◆ **Given text**
▶

Monocyte/macrophage and T cell activation markers are not independently associated with MI risk in healthy individuals - results from the HUNT Study
AuthorUeland, Thor; Laugsand, Lars Erik; Vatten, Lars Johan; Janszky, Imre; Platou, Carl Geoffrey Parrinder; Michelsen, Annika; Damås, Jan Kristian; Aukrust, Pål; Åsvold, Bjørn Olav
Background: We hypothesized that circulating markers reflecting monocyte/macrophage and T cell activation are associated with increased risk of myocardial infarction (MI) in apparently healthy individuals.
Methods: Serum monocyte/macrophage and T cell activation markers soluble (s) CD163, sCD14, Gal3BP, sCD25 and sCD166 were analyzed by enzyme-immunoassay in a case-control study nested within the population-based HUNT2 cohort in Norway. Among 58,761 apparently healthy men and women followed a median 11.3 years, 1587 incident MI cases were registered, and compared to 3959 age- and sex-matched controls.

◀

◆ **What this exercise asks**
[a] List the serum activation markers that the abstract on activation markers and MI risk says were analyzed by enzyme-immunoassay.
[b] Pick up the abstract on activation markers and MI risk after its last sentence and write what comes next.

[Records from a collection]
▶

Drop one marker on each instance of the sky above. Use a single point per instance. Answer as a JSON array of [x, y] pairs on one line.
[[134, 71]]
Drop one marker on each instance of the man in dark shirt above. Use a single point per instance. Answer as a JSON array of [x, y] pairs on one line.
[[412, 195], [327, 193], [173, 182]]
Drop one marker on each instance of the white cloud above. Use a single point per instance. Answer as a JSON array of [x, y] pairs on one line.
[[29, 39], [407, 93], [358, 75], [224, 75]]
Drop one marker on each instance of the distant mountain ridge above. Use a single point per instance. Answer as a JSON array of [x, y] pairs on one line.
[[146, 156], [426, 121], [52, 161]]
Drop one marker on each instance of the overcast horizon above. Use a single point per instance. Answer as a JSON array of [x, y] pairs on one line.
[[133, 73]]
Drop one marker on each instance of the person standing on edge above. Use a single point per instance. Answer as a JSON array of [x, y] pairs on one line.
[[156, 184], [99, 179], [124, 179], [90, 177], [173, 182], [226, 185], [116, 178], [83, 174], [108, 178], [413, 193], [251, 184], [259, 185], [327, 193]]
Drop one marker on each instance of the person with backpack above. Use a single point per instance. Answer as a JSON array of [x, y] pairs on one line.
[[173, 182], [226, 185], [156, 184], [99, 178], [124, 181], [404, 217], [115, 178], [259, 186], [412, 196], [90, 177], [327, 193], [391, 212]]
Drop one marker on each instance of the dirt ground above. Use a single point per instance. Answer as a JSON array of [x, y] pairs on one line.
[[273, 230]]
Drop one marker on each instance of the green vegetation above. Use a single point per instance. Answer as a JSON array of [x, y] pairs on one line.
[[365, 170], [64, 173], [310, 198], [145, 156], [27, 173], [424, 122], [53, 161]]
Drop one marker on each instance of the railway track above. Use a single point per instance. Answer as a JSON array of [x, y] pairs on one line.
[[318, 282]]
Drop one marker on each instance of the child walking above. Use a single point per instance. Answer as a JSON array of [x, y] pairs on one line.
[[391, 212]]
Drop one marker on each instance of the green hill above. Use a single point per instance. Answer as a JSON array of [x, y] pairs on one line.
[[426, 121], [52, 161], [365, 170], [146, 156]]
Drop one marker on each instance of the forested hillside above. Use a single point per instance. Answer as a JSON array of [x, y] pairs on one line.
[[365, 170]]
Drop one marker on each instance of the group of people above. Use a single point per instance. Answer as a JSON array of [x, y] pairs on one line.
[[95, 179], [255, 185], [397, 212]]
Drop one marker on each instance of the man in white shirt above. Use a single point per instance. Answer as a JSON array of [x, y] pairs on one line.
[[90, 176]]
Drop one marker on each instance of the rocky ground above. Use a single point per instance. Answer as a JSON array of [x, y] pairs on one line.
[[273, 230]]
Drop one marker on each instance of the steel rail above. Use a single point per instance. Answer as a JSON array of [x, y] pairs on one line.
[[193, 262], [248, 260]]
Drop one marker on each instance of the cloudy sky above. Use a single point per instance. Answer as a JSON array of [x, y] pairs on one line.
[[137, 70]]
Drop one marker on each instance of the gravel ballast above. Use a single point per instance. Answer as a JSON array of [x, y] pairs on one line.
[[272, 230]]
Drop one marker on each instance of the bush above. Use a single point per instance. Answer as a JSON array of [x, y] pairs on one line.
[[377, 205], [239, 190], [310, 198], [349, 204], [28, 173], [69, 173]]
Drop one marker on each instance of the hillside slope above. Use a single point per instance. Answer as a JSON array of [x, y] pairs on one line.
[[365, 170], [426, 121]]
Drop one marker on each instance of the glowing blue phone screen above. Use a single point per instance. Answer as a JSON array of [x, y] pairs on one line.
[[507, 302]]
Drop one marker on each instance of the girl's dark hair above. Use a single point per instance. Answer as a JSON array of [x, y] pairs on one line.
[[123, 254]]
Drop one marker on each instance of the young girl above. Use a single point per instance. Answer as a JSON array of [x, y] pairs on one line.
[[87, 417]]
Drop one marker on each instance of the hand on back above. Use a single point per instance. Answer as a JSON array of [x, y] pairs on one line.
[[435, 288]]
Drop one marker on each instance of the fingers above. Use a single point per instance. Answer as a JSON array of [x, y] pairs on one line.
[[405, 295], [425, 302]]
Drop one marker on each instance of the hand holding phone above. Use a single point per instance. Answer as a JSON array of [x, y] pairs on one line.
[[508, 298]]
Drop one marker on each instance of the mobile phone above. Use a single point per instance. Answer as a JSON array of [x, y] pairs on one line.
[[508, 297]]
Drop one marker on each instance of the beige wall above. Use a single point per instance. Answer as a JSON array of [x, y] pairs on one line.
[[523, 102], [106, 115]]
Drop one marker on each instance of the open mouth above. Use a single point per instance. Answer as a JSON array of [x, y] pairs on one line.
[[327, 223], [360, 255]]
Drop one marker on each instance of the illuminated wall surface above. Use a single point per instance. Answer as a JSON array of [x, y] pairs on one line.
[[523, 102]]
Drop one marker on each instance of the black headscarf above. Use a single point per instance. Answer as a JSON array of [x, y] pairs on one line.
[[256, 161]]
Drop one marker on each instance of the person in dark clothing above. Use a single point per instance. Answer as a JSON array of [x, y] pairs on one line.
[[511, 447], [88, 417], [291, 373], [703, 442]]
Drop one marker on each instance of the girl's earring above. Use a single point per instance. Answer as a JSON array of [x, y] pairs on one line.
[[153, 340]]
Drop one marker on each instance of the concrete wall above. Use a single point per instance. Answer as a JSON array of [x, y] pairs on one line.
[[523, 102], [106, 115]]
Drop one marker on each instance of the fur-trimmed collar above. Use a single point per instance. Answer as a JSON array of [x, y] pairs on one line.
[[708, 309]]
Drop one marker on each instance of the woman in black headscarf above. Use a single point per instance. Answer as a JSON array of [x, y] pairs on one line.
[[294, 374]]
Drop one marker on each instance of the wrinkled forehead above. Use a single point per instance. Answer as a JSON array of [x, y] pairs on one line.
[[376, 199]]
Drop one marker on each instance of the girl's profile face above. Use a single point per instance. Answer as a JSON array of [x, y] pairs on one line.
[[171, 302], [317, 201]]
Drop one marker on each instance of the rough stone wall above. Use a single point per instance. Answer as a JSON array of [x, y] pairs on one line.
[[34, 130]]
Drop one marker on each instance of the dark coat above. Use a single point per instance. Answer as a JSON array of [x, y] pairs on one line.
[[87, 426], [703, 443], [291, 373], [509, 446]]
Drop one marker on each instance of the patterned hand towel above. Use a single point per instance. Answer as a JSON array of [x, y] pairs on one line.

◀

◆ **Answers**
[a] sCD163, sCD14, Gal3BP, sCD25, sCD166

[b]
Results: Higher serum sCD163 (Q4 vs. Q1 OR: 1.27, P-trend 0.002), sCD14 (Q4 vs. Q1 OR: 1.38, P-trend < 0.001), and especially sCD25 (Q4 vs. Q1 OR: 1.45, P-trend < 0.001), were associated with increased MI risk in the age-and sex adjusted models. However, after additional adjustment for cardiovascular risk factors these associations were strongly attenuated (Q4 vs Q1 ORs between 1.02 and 1.12, P-trends between 0.30 and 0.58).
Conclusions: sCD163, sCD14 and sCD25 may reflect leukocyte activation and inflammatory mechanisms related to atherogenesis, but do not predict MI risk above and beyond conventional cardiovascular risk factors.